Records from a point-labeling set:

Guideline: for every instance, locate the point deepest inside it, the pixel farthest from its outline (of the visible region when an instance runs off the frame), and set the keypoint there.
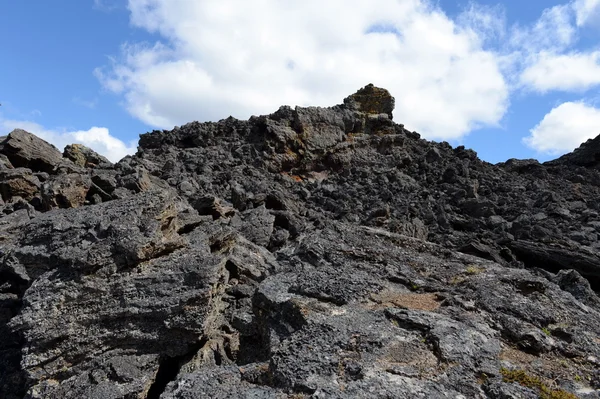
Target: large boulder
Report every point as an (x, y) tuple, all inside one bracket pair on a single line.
[(26, 150)]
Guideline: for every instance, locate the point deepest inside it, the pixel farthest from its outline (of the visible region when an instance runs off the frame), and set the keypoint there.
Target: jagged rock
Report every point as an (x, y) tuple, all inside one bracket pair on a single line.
[(65, 191), (372, 100), (313, 252), (23, 149), (19, 182), (84, 156), (587, 154)]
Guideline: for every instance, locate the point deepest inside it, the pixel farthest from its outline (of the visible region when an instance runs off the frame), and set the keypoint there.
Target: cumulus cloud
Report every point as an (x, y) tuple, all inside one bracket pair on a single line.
[(217, 58), (552, 31), (548, 60), (568, 72), (564, 128), (587, 11), (96, 138)]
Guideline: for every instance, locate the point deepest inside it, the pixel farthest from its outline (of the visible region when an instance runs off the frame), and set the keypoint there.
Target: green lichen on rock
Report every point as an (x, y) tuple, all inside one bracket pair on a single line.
[(372, 100), (530, 381)]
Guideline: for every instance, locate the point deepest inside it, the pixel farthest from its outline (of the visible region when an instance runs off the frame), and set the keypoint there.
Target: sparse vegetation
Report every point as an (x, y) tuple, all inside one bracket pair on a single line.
[(472, 270), (533, 382)]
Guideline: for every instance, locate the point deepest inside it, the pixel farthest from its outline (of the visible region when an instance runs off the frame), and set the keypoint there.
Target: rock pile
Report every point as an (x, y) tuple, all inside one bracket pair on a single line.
[(313, 252)]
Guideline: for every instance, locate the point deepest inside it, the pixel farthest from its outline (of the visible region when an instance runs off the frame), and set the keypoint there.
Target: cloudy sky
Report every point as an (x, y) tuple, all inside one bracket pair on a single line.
[(516, 79)]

*Exercise details*: Copy the records word for word, starting with the first line and going on through the line that contains "[(26, 150)]", both included. Leave the pictures out of your copy.

*Final result*:
Guideline: for every instance, locate the point deepest inside it, the pixel farthest from its outline (of the visible region when an instance runs off the frame), and set the keypoint there.
Target: large boulder
Report every point as an (x, y) tuple, all inside one bracket pair on a single line.
[(26, 150)]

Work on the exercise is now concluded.